> **TASK**: Copy out each line of the material below with no changes.

_ _ _ _ _

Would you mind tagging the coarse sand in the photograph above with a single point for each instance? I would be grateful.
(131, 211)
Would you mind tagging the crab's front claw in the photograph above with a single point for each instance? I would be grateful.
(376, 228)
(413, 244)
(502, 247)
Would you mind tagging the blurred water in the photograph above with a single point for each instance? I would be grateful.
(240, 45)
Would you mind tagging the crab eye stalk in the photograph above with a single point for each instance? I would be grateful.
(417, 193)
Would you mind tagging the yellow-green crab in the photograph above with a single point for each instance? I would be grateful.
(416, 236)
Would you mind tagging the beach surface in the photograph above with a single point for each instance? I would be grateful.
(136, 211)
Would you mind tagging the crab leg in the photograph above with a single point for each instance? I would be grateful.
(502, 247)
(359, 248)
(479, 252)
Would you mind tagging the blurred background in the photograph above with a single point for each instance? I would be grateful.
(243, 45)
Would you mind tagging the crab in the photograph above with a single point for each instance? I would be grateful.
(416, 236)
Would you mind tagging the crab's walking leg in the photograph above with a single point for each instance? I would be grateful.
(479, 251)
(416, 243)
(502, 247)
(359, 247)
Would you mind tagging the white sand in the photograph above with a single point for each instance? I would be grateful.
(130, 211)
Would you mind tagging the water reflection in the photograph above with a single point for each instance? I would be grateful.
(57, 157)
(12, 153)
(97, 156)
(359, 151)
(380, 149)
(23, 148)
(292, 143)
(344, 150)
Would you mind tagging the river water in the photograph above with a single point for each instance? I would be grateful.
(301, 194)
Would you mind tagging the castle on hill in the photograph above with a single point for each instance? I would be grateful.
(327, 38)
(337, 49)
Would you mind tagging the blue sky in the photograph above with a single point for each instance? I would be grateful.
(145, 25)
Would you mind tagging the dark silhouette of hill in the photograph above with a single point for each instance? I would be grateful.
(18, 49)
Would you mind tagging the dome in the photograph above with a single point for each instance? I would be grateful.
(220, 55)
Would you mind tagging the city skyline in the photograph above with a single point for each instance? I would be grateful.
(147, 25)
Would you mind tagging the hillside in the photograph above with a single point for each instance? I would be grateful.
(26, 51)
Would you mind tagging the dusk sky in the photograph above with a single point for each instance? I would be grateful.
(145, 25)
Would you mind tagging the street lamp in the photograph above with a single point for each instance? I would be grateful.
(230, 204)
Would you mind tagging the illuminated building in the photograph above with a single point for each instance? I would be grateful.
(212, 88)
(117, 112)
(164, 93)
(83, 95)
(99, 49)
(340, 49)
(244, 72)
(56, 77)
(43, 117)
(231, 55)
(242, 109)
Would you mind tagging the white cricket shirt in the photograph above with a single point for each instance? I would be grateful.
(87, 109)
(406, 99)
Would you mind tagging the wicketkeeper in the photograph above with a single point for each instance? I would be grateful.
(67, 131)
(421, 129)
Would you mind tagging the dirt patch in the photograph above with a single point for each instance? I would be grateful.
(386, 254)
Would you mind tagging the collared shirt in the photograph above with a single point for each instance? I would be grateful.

_ _ _ _ _

> **SOLUTION TO THE PROBLEM**:
Would you mind tagging the coarse sand in the photograph above with a single point for each instance? I would be grateful.
(131, 211)
Would you mind tagging the crab's front claw in the photograph above with a single point for each instance? I would be grateful.
(376, 228)
(413, 244)
(502, 247)
Would you mind tagging the blurred water in the photograph above with a single point for each instance? I would be grateful.
(240, 45)
Would you mind tagging the crab eye stalk in the photograph above with a single point for each instance? I would be grateful.
(417, 193)
Would you mind tagging the yellow-green crab in the photograph above with a single point for each instance? I would be grateful.
(416, 236)
Would you mind tagging the beach surface in the photograph above with a single point for each instance? I would be grateful.
(136, 211)
Would you mind tagging the crab leg in the photograph above with a single point for each instance? I would be grateful.
(502, 247)
(359, 248)
(479, 252)
Would you mind tagging the blurred background in the photograph above with a single point for each instance? I would be grateful.
(243, 45)
Would you mind tagging the crab in the photograph above with a single point for each instance? I would be grateful.
(416, 236)
Would you mind tagging the crab's walking leg in the photograph above with a single point for each instance? I would be grateful.
(479, 251)
(416, 243)
(502, 247)
(359, 247)
Would you mind tagging the white sand in the photograph above with a single point for each instance? I would be grateful.
(130, 211)
Would you mind tagging the water reflection in the photograph above with a single point for each instance? I would be grateful.
(57, 157)
(12, 153)
(97, 156)
(359, 151)
(380, 149)
(23, 148)
(292, 143)
(344, 150)
Would you mind tagging the river water in the photograph above with a single point for each instance? I would be grateful.
(301, 194)
Would you mind tagging the castle on hill in the photograph above with a single point for each instance? I would be grateful.
(327, 38)
(337, 49)
Would you mind tagging the blue sky in the photograph above with a single point for each instance? I would be grateful.
(145, 25)
Would you mind tagging the dark silhouette of hill in the photograph above with a single point for each instance? I would be grateful.
(18, 49)
Would you mind tagging the dome in the photograph above with a single point for each instance? I would be grateful.
(220, 55)
Would you mind tagging the city skyline in the photograph above with a single point for each instance? I would be grateful.
(147, 25)
Would you mind tagging the hillside in the photograph above with a single point for each instance? I would be grateful.
(26, 51)
Would you mind tagging the dusk sky in the photograph above with a single point for each instance? I would be grateful.
(145, 25)
Would you mind tagging the street lamp in the photograph above with a single point for each instance? I would be grateful.
(230, 204)
Would you mind tagging the illuminated building in the photograph above with a single point for each instance? I would be grateful.
(212, 88)
(117, 112)
(164, 93)
(83, 95)
(99, 49)
(340, 49)
(244, 72)
(56, 77)
(43, 117)
(231, 55)
(242, 109)
Would you mind tagging the white cricket shirt in the photograph above with a single point for each instance? I would be grateful.
(87, 109)
(406, 99)
Would you mind tagging the wicketkeeper in the photograph above with a single point for each instance? I would be grateful.
(67, 131)
(421, 129)
Would you mind tagging the dirt patch in the photograph above with a single point for each instance? I would be grateful.
(386, 254)
Would you mind tagging the collared shirt in the photograph above with a single point for each instance? I would be grateful.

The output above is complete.